- [THE TASK]:
Continue the passage about treating others as full citizens of God's Kingdom, picking up right after its final sentence.

- [TEXT]:
This works on two different levels: The personal/spiritual and the legal/practical. We ought to think about each other as Full Citizen’s in God’s Kingdom/Realm so that we don’t assume that the guy with the hoodie is a criminal or the man walking down the street doesn’t belong there or that a woman doesn’t want control over her own body. This is us, as individuals, responding to other individuals as full citizens, in the way that God would want us to. This is the area of our hearts and minds that should show forth from The City on The Hill or the unhidden lampstand. What’s the point in being a beacon if you don’t want to call people your way? This is something to consider in the immigration situation we currently face in the Southwest and other places. If we are doing things right, people should want to come to our Kingdom of God on Earth and we shouldn’t keep them away or dim our lights.

- [MATERIAL PROVIDED]:
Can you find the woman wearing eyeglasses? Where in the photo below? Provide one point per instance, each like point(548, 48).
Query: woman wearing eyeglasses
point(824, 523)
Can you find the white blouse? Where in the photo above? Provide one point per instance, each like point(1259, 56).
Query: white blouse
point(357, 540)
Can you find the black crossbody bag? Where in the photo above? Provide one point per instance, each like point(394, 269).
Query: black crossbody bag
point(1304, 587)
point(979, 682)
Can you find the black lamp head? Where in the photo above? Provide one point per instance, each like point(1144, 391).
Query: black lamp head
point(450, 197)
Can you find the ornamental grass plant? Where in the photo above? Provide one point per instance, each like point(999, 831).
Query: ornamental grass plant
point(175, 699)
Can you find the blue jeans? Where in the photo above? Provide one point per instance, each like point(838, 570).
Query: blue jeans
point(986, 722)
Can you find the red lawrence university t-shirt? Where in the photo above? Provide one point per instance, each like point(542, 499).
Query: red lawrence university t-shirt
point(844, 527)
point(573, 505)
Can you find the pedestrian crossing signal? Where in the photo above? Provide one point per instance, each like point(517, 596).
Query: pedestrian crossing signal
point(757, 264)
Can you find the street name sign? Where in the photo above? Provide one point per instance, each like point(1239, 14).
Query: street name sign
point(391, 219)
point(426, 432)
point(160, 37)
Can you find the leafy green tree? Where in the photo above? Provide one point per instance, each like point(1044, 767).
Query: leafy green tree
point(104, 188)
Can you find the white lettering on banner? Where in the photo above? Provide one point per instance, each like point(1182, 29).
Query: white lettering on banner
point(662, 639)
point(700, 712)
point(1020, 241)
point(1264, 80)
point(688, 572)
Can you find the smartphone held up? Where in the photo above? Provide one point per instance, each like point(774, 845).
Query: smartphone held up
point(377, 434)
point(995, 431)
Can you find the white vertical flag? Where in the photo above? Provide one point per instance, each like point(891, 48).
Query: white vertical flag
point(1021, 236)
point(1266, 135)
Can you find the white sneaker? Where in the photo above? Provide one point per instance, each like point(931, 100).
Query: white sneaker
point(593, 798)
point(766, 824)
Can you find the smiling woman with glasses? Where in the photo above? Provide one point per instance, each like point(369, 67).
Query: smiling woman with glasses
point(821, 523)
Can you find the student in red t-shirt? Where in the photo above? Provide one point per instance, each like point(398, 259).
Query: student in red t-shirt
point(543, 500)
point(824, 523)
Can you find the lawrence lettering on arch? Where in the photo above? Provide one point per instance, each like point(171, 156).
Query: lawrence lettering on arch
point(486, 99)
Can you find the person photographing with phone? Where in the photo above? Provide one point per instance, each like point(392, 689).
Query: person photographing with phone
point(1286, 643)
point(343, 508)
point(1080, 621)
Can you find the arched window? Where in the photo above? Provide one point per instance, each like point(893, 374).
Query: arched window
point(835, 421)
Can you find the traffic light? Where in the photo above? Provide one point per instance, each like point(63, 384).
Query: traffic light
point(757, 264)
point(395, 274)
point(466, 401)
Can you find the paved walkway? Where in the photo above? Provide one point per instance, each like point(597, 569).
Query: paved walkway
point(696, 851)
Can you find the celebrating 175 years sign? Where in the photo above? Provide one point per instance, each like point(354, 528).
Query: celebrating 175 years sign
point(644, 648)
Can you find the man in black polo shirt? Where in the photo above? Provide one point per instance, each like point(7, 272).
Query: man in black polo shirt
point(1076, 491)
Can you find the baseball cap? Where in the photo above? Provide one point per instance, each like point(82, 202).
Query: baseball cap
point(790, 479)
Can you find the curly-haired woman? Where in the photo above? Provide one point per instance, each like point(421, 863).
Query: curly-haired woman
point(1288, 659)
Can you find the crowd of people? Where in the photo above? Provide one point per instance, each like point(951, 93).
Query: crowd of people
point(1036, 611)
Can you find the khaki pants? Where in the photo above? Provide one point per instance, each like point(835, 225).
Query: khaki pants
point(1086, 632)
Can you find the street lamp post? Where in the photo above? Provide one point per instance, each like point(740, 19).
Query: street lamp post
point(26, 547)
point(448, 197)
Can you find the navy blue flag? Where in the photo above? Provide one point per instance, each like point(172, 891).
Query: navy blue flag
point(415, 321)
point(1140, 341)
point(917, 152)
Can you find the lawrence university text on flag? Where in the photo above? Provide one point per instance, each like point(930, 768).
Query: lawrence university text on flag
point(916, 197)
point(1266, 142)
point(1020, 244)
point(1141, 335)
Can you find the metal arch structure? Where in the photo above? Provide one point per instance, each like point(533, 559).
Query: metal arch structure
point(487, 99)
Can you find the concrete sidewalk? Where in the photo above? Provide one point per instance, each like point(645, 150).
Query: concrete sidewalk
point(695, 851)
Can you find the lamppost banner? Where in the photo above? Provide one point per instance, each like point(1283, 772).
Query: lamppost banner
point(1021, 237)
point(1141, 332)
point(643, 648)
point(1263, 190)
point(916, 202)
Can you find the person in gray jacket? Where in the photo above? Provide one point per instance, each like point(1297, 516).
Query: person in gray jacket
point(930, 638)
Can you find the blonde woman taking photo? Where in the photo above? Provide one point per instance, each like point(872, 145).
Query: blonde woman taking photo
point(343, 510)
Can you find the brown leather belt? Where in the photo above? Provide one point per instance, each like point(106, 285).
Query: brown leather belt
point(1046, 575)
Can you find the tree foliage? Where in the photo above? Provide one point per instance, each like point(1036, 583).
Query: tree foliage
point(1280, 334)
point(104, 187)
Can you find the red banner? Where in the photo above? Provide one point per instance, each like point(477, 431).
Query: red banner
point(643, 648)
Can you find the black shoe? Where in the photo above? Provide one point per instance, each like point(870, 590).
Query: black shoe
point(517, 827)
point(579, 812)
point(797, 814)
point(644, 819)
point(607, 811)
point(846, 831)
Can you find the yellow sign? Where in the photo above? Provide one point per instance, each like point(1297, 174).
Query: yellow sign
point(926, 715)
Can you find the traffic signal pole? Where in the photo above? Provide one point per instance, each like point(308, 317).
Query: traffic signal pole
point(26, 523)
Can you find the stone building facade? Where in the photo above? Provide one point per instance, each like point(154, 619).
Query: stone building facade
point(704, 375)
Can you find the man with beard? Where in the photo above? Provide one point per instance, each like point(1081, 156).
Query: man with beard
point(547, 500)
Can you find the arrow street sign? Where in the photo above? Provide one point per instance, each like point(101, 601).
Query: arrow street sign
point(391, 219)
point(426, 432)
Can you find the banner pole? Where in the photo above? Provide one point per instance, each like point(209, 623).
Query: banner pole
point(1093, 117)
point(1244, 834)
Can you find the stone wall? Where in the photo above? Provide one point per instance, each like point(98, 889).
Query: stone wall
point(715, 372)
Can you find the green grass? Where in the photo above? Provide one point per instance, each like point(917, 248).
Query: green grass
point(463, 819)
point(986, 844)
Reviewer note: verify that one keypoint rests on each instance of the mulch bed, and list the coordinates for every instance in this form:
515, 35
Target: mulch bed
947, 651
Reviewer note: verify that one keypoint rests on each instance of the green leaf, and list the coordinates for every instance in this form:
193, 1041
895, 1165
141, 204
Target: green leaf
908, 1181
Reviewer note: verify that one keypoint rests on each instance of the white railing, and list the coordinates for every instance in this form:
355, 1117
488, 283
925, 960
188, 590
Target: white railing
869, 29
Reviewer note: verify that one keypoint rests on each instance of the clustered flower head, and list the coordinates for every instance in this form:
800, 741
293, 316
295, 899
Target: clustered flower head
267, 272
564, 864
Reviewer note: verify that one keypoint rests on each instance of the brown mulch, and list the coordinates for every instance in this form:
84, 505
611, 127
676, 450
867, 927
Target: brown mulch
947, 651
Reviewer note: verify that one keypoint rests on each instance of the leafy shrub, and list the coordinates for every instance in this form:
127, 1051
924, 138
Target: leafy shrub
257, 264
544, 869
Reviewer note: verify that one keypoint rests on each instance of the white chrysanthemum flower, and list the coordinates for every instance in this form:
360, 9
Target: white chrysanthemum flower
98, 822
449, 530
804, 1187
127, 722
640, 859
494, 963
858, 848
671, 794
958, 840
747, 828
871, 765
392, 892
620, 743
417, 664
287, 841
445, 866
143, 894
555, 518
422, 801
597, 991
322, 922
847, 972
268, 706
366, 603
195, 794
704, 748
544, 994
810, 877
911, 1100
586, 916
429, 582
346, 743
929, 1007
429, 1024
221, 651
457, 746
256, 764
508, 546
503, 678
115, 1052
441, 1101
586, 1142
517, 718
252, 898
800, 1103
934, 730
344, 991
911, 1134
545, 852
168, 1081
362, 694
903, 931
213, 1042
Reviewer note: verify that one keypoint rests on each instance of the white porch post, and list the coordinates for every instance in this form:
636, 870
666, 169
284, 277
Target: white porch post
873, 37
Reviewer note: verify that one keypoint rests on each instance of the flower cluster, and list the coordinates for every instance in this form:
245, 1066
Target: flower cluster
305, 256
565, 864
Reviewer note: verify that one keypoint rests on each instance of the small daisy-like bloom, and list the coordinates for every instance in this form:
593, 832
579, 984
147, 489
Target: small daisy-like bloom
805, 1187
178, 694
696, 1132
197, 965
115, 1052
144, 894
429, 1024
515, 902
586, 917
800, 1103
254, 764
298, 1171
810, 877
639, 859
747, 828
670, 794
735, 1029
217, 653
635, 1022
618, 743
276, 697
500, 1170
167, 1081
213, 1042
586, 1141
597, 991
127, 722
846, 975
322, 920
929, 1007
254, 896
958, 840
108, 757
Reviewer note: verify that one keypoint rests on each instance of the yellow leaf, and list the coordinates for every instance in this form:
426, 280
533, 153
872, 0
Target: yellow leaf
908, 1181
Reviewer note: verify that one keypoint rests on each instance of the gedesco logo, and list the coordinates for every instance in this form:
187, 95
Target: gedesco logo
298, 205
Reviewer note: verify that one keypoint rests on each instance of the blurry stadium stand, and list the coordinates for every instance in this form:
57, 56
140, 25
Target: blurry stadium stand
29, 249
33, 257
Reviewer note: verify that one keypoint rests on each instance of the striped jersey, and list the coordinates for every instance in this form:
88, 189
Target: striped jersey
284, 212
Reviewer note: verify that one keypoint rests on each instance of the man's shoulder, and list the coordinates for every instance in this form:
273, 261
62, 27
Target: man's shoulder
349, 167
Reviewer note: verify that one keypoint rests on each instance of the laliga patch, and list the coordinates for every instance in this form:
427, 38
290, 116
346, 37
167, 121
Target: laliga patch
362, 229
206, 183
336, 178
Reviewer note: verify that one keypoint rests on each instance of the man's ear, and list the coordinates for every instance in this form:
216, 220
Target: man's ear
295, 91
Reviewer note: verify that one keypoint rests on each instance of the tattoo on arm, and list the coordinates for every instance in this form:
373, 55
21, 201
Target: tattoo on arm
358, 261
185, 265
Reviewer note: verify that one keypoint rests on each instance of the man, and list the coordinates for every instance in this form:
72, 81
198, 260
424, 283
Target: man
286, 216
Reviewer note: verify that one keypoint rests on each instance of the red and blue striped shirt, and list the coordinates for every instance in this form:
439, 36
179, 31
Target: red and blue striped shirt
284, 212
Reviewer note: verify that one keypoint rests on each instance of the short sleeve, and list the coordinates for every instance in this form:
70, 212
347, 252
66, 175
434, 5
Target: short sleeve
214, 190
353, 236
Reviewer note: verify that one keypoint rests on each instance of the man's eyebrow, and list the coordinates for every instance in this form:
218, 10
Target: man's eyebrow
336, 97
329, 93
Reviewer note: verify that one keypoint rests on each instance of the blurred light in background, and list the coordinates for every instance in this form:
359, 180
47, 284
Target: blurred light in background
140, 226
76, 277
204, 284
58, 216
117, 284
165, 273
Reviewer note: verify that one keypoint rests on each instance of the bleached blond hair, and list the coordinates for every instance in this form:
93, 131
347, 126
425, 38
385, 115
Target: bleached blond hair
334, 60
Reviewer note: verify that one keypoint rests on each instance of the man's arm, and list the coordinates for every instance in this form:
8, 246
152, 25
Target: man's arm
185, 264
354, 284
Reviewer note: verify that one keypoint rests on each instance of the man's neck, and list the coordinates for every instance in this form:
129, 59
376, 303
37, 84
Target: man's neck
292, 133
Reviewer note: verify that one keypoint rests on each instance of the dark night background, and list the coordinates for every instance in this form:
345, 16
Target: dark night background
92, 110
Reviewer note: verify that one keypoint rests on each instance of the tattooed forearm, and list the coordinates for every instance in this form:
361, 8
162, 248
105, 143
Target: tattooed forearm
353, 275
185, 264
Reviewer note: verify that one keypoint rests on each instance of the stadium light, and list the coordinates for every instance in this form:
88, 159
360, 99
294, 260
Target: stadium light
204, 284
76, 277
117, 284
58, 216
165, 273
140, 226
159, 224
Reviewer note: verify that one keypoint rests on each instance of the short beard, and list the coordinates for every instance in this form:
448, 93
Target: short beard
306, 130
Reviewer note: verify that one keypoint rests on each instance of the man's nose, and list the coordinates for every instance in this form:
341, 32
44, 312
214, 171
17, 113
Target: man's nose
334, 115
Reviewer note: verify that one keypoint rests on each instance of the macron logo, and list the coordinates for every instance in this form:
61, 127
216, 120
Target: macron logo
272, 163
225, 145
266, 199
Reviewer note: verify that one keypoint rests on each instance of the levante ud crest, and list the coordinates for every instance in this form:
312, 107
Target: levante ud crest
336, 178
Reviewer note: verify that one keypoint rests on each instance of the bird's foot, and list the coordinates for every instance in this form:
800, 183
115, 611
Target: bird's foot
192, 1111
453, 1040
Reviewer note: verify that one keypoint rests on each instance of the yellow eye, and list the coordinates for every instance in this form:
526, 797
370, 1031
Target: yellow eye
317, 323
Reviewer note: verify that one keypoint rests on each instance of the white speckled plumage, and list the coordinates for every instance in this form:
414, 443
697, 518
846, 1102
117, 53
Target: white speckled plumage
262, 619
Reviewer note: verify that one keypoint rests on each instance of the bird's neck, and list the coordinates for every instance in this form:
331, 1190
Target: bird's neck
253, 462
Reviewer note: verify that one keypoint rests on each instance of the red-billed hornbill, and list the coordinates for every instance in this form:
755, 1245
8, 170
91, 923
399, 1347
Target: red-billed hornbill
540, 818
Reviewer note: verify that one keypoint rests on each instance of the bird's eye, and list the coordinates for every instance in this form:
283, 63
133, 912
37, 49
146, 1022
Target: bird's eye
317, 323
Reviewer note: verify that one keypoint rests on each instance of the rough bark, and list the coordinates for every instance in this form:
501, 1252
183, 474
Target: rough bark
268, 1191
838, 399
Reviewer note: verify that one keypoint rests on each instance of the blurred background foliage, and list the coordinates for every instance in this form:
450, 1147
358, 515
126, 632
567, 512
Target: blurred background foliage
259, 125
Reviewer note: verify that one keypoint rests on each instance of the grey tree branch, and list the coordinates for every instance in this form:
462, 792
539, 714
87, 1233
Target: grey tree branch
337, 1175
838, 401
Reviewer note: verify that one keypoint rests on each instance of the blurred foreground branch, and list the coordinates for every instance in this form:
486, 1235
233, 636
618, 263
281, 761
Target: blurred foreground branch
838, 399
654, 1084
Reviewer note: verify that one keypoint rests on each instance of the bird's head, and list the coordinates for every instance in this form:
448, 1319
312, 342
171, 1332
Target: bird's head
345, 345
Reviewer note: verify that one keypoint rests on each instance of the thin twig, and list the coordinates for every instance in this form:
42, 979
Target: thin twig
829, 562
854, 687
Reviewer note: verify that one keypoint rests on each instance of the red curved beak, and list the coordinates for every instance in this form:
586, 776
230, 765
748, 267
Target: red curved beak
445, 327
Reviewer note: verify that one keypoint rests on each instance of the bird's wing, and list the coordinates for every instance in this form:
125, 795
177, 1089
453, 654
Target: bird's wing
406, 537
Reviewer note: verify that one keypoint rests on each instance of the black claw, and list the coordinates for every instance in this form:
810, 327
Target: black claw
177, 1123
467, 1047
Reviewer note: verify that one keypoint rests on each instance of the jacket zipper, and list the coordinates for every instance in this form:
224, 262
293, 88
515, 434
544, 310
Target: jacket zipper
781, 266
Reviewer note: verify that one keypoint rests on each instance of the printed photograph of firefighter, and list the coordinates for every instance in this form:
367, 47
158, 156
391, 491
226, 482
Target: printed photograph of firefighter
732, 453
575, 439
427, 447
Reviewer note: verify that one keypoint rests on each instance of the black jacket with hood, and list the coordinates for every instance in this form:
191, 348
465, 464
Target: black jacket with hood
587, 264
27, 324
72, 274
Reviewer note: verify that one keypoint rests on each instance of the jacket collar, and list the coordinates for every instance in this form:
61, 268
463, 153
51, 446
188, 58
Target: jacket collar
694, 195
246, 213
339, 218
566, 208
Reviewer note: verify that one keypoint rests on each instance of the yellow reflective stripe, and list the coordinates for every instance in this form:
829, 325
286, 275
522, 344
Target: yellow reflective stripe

- [EXPECTED ANSWER]:
Legally and in the world outside of our hearts, our country, founded as “like the Kingdom of God in earth” should reflect those same values that we’re supposed to have in our hearts. If we claim to have integrity as a nation, then our outsides should reflect our insides, and our insides should be better than they are. Spiritual laws like “everyone’s important and everyone’s opinion matters” should have their equivalent in practical laws like “everyone gets to vote”. “Everyone is loved by God” should be enforced as “No one shall make someone else not live up to their potential as human being”. If God makes food for all to eat, then our laws should say that “everyone should get what they need”. If we’re making laws that say “some people are allowed to be de-valued”, then we are not doing our law-making right. If God offers mercy, then our laws should do the same. If God “loved us when we were yet sinners”, our laws should say that we do the same, even if we only suspect our neighbors might be up to no good.
This is the kind of Full Citizenship that African-Americans deserve, and Celtic-Americans deserve and Polish-Americans deserve and Mexican-Americans deserve. This is the kind of Full Citizenship that Male Americans and Female Americans and everything in between deserve. Fat Americans and Thin Americans, Short Americans and Tall Americans deserve this, as do both the mentally ill and the mentally capable, the physically ill and the physically capable. This is the vision that Christianity gives to this country.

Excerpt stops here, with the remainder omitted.